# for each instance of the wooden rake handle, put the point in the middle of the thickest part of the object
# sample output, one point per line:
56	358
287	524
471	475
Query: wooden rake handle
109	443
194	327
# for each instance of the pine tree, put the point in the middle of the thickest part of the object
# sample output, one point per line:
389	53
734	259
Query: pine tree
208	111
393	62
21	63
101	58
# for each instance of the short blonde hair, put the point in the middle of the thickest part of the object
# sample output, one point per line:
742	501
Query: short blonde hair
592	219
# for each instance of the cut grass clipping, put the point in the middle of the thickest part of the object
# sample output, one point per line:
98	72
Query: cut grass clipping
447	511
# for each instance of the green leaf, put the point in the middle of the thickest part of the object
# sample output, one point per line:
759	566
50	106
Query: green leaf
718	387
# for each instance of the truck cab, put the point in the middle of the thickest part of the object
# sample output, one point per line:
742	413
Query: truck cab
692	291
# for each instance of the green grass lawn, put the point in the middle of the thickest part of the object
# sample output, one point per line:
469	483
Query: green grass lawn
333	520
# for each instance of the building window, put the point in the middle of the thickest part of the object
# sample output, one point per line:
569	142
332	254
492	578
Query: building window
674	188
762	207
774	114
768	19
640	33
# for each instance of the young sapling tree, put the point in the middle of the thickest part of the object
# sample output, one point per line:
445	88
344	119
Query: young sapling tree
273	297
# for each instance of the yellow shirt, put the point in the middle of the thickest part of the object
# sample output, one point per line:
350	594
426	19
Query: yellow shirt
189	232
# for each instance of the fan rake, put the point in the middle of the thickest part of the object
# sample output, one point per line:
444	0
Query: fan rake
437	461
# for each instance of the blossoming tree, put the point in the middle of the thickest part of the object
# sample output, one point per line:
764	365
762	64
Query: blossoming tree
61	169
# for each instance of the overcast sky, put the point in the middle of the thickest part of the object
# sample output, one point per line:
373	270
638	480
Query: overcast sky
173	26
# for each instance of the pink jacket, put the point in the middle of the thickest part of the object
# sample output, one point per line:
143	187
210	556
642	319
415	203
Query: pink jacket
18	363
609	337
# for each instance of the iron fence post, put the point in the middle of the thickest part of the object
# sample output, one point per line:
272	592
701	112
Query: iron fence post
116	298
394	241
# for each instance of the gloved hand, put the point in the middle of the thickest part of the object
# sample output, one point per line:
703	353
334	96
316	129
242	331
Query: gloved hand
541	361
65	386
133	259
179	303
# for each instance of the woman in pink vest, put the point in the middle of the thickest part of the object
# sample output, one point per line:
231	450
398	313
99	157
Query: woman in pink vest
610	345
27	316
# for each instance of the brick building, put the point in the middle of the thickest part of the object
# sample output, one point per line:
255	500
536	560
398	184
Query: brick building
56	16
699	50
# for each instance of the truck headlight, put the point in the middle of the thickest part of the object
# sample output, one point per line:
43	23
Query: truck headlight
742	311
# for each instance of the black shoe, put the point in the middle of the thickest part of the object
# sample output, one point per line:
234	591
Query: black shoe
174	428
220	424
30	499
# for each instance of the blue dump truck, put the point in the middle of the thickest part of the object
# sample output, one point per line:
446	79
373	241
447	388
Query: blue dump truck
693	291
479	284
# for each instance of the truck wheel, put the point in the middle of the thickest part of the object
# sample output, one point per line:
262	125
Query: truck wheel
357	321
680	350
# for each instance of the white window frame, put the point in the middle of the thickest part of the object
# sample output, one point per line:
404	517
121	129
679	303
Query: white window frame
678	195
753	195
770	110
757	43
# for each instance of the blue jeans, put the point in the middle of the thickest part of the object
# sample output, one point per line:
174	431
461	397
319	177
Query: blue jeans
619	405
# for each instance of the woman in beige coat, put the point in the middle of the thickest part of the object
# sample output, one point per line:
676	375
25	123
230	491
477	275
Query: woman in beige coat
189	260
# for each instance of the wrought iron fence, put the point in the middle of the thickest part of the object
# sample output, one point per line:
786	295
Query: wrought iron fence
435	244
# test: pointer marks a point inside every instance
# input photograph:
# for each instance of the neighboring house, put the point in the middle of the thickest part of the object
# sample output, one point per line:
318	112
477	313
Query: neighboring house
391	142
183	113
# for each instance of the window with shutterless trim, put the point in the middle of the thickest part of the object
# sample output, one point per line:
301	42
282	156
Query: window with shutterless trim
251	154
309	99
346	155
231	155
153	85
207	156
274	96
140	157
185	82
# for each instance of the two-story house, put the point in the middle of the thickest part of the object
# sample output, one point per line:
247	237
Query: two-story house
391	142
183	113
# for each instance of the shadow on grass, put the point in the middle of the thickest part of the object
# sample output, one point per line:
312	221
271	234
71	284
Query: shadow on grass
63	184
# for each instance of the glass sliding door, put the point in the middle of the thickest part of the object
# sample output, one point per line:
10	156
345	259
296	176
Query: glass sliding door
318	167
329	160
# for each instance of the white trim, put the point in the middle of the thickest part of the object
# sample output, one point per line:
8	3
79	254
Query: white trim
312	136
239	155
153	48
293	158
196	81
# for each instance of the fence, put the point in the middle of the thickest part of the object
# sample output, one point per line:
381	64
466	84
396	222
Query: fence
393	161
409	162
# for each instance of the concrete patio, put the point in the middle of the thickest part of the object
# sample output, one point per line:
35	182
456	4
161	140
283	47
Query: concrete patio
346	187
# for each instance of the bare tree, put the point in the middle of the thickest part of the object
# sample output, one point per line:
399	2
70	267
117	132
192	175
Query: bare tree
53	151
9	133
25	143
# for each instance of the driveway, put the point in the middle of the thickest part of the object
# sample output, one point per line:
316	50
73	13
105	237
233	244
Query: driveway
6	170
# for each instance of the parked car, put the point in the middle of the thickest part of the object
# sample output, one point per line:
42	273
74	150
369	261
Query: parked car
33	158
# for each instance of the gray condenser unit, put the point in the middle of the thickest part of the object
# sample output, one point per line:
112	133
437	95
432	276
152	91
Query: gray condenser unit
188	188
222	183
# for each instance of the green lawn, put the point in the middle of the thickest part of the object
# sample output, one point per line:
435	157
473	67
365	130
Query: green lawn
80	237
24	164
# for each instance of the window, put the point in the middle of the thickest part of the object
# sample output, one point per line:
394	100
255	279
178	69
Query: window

——

* [Task statement] Each record must be transcribed exactly, with nothing left out.

* [Response to this exercise]
# for each instance of the wooden rake handle, put the point in the middle of the thickest part of the object
# sample output, one point per line:
56	358
287	524
471	475
Query: wooden rake handle
109	443
194	327
# for each instance of the pine tree, put the point in the middle of the thickest part of the object
# sample output, one point per line:
389	53
734	259
Query: pine tree
208	111
393	62
21	63
101	58
# for each instance of the short blonde hair, put the point in the middle of the thickest part of the object
# sample output, one point per line:
742	501
Query: short blonde hair
592	219
# for each instance of the cut grass clipping, put the point in the middle of the thickest part of the object
# sample output, one point per line:
98	72
Query: cut grass clipping
447	511
# for each instance of the green leaf, put the point in the middle of the thickest part of the object
# sample output, one point per line:
759	566
50	106
Query: green leaf
718	387
# for each instance of the truck cab, put the point in the middle of the thickest part of the object
# sample output, one point per line:
742	413
Query: truck cab
692	291
# for each instance of the green grass lawn, put the point in the middle of the thickest part of the object
# sample output, one point per line:
469	483
Query: green grass lawn
333	520
# for each instance of the building window, put the point in the middle of the thickest part of the object
# sample output, one point per line:
569	142
332	254
492	578
Query: building window
674	188
762	207
774	114
768	19
640	33
# for each instance of the young sapling tree, put the point in the middle of the thickest part of the object
# sample output, one point per line:
445	88
344	119
Query: young sapling tree
273	297
# for each instance of the yellow shirt, put the point in the middle of the thickest part of the object
# sample output, one point per line:
350	594
426	19
Query: yellow shirt
189	232
# for each instance of the fan rake, put the point in the middle of the thickest part of the object
# sample output, one point per line:
444	0
Query: fan rake
437	461
# for each instance of the blossoming tree, put the point in the middle of the thickest part of the object
# sample output, one point per line:
764	365
762	64
Query: blossoming tree
61	169
# for each instance of the overcast sky, put the point in the middle of the thickest part of the object
# sample output, one point per line:
373	270
638	480
Query: overcast sky
173	26
# for each instance of the pink jacket, put the point in the middle of the thickest part of the object
# sample output, one point per line:
143	187
210	556
642	319
415	203
Query: pink jacket
18	363
609	337
# for each instance of the iron fence post, put the point in the middle of the thickest part of the object
# sample output, one point per line:
272	592
701	112
Query: iron fence post
116	298
394	241
# for each instance of the gloved hand, put the point in the middle of the thickest part of the object
# sample output, one point per line:
703	353
334	96
316	129
242	331
Query: gloved hand
541	361
65	386
133	259
179	303
# for each instance of the woman in pink vest, put the point in the middle of the thickest part of the object
# sample output, one point per line:
231	450
398	313
99	157
Query: woman in pink vest
610	345
27	316
# for each instance of the brick building, put the point in the middle of the thickest part of the object
# sample output, one point per line:
255	500
536	560
398	184
Query: brick building
56	16
699	50
# for each instance of the truck headlight, put the point in the middle of the thickest part of the object
# sample output, one point per line:
43	23
Query: truck headlight
742	311
# for each instance of the black shoe, put the point in the middle of the thickest part of the object
# sample output, one point per line:
234	591
Query: black shoe
174	428
220	424
30	499
# for each instance of the blue dump truck, put the point in the middle of the thickest part of the object
# sample output, one point per line:
446	79
373	241
447	388
Query: blue dump truck
693	291
479	284
# for each instance of the truck wheel, put the point in the middle of the thickest part of the object
# sample output, one point per line:
262	125
Query: truck wheel
357	321
680	350
# for each instance of the white window frame, put the point in the middle of the thickest part of the object
# sample output, one point per line:
404	517
121	129
679	303
Query: white window frame
678	195
753	195
770	110
757	43
# for each instance of the blue jeans, put the point in the middle of the thickest part of the object
# sample output, one point per line:
174	431
461	397
319	177
Query: blue jeans
619	405
# for each instance of the woman in beige coat, put the point in the middle of the thickest part of the object
# sample output, one point per line:
676	375
25	123
230	491
477	275
Query: woman in beige coat
189	260
# for each instance of the wrought iron fence, put the point in the middle of the thickest part of the object
# sample output, one point per line:
786	295
Query: wrought iron fence
435	244
# test: pointer marks a point inside every instance
# input photograph:
# for each instance of the neighboring house, put the point in the middle of the thickest part of the object
# sample output, one point per line:
318	112
477	313
Query: neighboring house
391	142
183	113
# for each instance of the window with shutterless trim, put the point in the middle of the thickest part of the object
# sample output, one point per line:
301	42
282	156
Query: window with shutterless trim
251	154
309	99
346	155
231	155
153	85
207	156
274	96
140	157
185	82
# for each instance of the two-story house, put the point in the middle of the thickest part of the object
# sample output, one point per line:
247	237
Query: two-story house
391	142
183	113
# for each instance of the shadow on grass, put the point in the middle of the thickest part of the object
# sample output, one point per line:
312	221
271	234
71	284
Query: shadow on grass
63	184
# for each instance of the glass sliding door, put the point in the middle of the thickest part of the object
# sample output, one point per line:
10	156
345	259
296	176
Query: glass sliding door
318	167
329	160
# for each instance of the white trim, put the point in the middle of the thickest part of the object
# sample output, one point per line:
8	3
79	254
Query: white trim
312	136
239	155
153	48
293	158
196	81
# for each instance of the fence, put the point in the middle of the thickest part of the object
# sample output, one point per line:
381	64
466	84
396	222
Query: fence
393	161
409	162
# for each instance of the concrete patio, put the point in the middle of the thickest part of the object
# sample output, one point per line:
35	182
456	4
161	140
283	47
Query: concrete patio
346	187
# for each instance of the bare tree, put the point in the middle of the thickest part of the object
# sample output, one point per line:
399	2
70	267
117	132
192	175
Query: bare tree
53	151
9	133
25	143
# for each instance of the driveway, put the point in the middle of the thickest part of the object
# sample output, one point per line:
316	50
73	13
105	237
233	244
Query: driveway
6	170
# for each instance of the parked car, put the point in the middle of the thickest part of the object
# sample output, one point per line:
42	273
74	150
369	261
Query: parked car
33	158
# for each instance of the gray condenser unit, put the point in the middle of the thickest part of the object
# sample output, one point per line:
112	133
437	95
432	276
152	91
Query: gray condenser unit
188	188
222	183
# for each instance of the green lawn, put the point in the middle of the thickest part of the object
# sample output, one point per line:
435	157
473	67
365	130
Query: green lawn
80	237
24	164
# for each instance of the window, put the point in the middle of the thickest part of the object
# sample output, one point per line:
394	100
255	279
178	69
Query: window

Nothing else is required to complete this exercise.